◆ ACTION ITEM A ◆
Recast the paragraph beginning "I've been on a course of antibiotics" from the passage about leaving the jungle as a bulleted list that keeps all of its medications.
◆ ACTION ITEM B ◆
Pick up the passage about leaving the jungle after its last sentence and carry it forward.

◆ TEXT FOR ANALYSIS ◆
For hours at a time we would walk through the dense jungle while singing, laughing and listening to the life stories of others.

And when we ran out of stories, the silence allowed reflection and appreciation for everything surrounding me.

It’s like a mind detox.

I was thinking so clearly and things were so uncomplicated.

Petty little issues didn’t bother me and suddenly that big picture was so clear.

*****

Out of the jungle and back into the city. Back to ‘real’ life.

I’ve been on a course of antibiotics, steroids, antihistamines and I’m now on 3 other meds and popping antacids like sweets.

Worrying about my job application. Worrying about relationships. Worrying about how I look.

Because in ‘real’ life you need money, the past comes back to haunt you and people judge.

It’s 5 in the morning and I just walked out of a 24 hour clinic (which I will never go back to again).

Siva is a young indian man with dried drool in the corner of his mouth. His eyes were half open when I first met him.

The next 15 minutes he was mumbling and I had to get him to repeat nearly every sentence he spoke.

You’ve just met my doctor!

After telling Siva a detailed account of my problem, he stared at me.

Maybe he was thinking.

He then prodded me a little and mumbled some more.

After, “Huh?” “Could you say that again?” “What was the last word?”

Then I got the message – Do you want an injection or would you prefer a tablet?

◆ THE DATA ◆

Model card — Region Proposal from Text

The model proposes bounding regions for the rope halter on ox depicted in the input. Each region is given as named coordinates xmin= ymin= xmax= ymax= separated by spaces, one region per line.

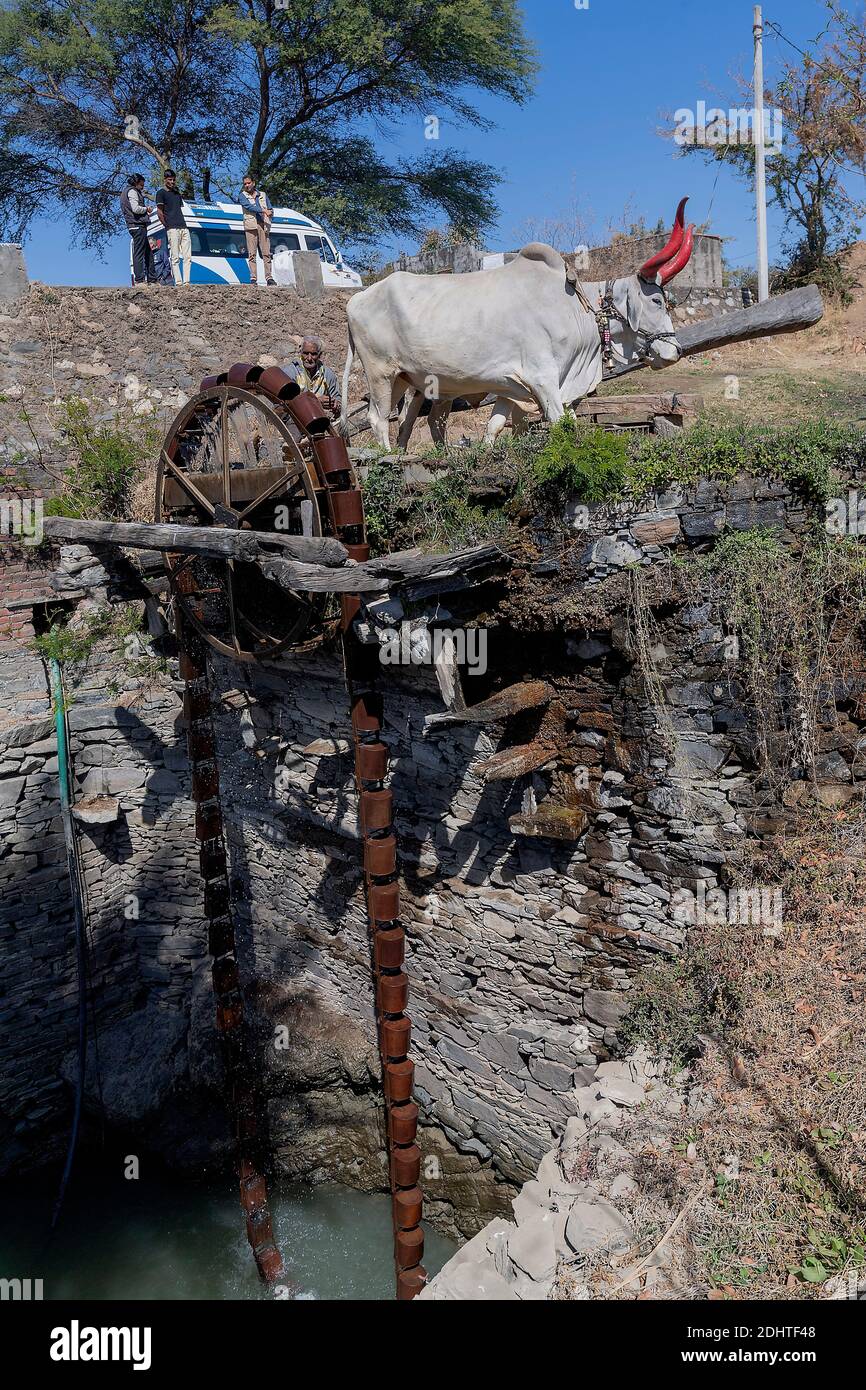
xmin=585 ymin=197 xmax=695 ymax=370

◆ EXERCISE RESULT A ◆
- a course of antibiotics
- steroids
- antihistamines
- now 3 other meds
- antacids, popped like sweets

◆ EXERCISE RESULT B ◆
INJECTION please thankyew.

So he jabbed me in the butt with Buscopan + Zantac. I swear that needle must have been in there for at least 10 seconds. Was a little afraid Siva had fallen asleep.

So basically I went home with (this section is for my Pharmacist friends)….

  1. Omeprazole 20mg od
  2. Ranitidine 150mg bd
  3. Syp MNT (after checking BNF I’m guessing it’s Magnesium Trisilicate, am I right?) 15ml tds

As you can guess..

Diagnosis? Gastritis

It’s been at least half an hour and that jab in the butt has not taken effect. If anything, it’s hurting even more.

I want to sleep damnit!!

My idea of a quiet night in when everyone else is too busy to choi me

  1. Air conditioned room with green tea essential oil in my aromatherapy burner.
  2. A long warm shower followed by a face masque and full body moisturisation.
  3. Boxies and an old pair of PJ’s.
  4. Cuppa hot chamomile tea in my fav gigantic pink mug.
  5. Internet with MSN status offline.
  6. A good baking book with loads of colourful pictures. Food makes me happy.

All this is necessary because apparently I’m an eyesore to a certain someone. Sucks when there is a divide between friends. Sucks even more to think that I’m going to end this amazing year knowing that someone has a problem with me.

This is not an emo post.

And I am not sulking.

Who am I kidding.

Btw Merry Christmas.

Tans will fade

Scars will heal

Weight can be lost

Hair can be cut, dyed and styled

So why are people so fixed on physical appearance?

It’s appalling how some people have eyed me from head to toe and frowned at my scars, bites and bruises. Throwing negative comments on my hair colour and style. All these while being well aware that I’ve been volunteering in Borneo for the past 10 weeks and not indulging in a R&R health and beauty spa in Bali.

So much that I’ve learnt, seen and experienced. So much work that we’ve done to make a difference in the lives of others. And all people are interested about are my skin imperfections.

OH MY it has been 10 weeks.

10 weeks filled with joy, tears, pain, laughter, frustration, satisfaction…

But most importantly it has been 10 fruitful weeks that has ended with an amazing sense of accomplishment.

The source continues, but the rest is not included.